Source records
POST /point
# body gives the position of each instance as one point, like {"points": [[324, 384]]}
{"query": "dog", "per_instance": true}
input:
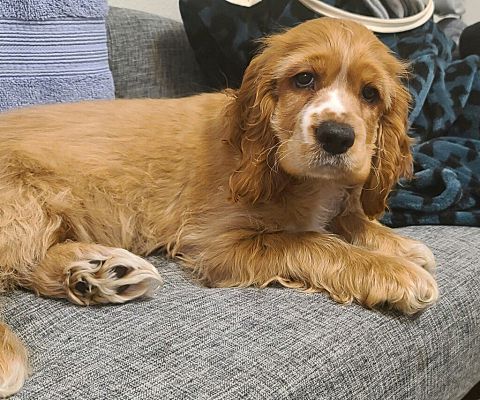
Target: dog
{"points": [[281, 181]]}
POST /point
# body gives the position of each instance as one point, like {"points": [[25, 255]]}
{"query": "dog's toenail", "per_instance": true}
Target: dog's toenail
{"points": [[122, 289], [81, 287], [120, 271]]}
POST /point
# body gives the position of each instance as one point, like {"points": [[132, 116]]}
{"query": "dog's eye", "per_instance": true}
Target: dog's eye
{"points": [[304, 80], [370, 94]]}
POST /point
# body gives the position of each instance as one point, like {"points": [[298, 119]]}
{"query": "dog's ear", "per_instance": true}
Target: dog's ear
{"points": [[392, 158], [256, 179]]}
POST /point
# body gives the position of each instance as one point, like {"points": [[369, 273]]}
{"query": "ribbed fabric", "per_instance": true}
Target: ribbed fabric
{"points": [[52, 48], [53, 51]]}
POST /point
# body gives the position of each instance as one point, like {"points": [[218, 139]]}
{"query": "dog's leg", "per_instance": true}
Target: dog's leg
{"points": [[359, 230], [92, 274], [313, 261], [13, 362]]}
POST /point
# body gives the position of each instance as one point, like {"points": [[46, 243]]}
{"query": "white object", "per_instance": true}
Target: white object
{"points": [[374, 24], [244, 3]]}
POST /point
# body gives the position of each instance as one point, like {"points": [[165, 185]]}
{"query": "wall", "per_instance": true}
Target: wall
{"points": [[169, 8], [473, 11]]}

(Exercise description): Word for word, quote the lines above. Omit the pictures.

(Solution to this task):
POST /point
# body gives the position of each instance as one point, like {"points": [[324, 384]]}
{"query": "dog", "per_instance": true}
input:
Target: dog
{"points": [[281, 181]]}
POST /point
# body gives the position of each instance as one point, like {"points": [[25, 255]]}
{"query": "dog's toenail", "per_instance": true}
Target: dog's toenail
{"points": [[122, 289], [81, 287], [120, 271]]}
POST /point
# body gives the position of each instance as one point, like {"points": [[132, 116]]}
{"query": "dog's eye", "per_instance": true}
Target: dog's eye
{"points": [[304, 80], [370, 94]]}
POST /point
# body gives the position of each instance as one point, like {"points": [[298, 119]]}
{"query": "dog's ear", "per_instance": true}
Target: dog's ear
{"points": [[392, 158], [256, 179]]}
POST /point
# body gives the position of each instance as one point, like {"points": [[369, 273]]}
{"query": "ribbed fabric", "per_instance": true}
Target: ribbed fabric
{"points": [[52, 48], [53, 51]]}
POST /point
# body gives the position of each instance as one point, like {"points": [[218, 139]]}
{"query": "dog's leg", "per_instance": true}
Target: dog's leg
{"points": [[359, 230], [92, 274], [313, 261], [13, 362]]}
POST /point
# body gives the position of each instance as one point, like {"points": [[46, 243]]}
{"query": "white object", "per_instance": true}
Target: white object
{"points": [[374, 24], [244, 3]]}
POST /point
# body gives the position of each instance as one point, like {"points": [[165, 185]]}
{"query": "wall", "per_instance": true}
Target: wall
{"points": [[169, 8], [473, 11]]}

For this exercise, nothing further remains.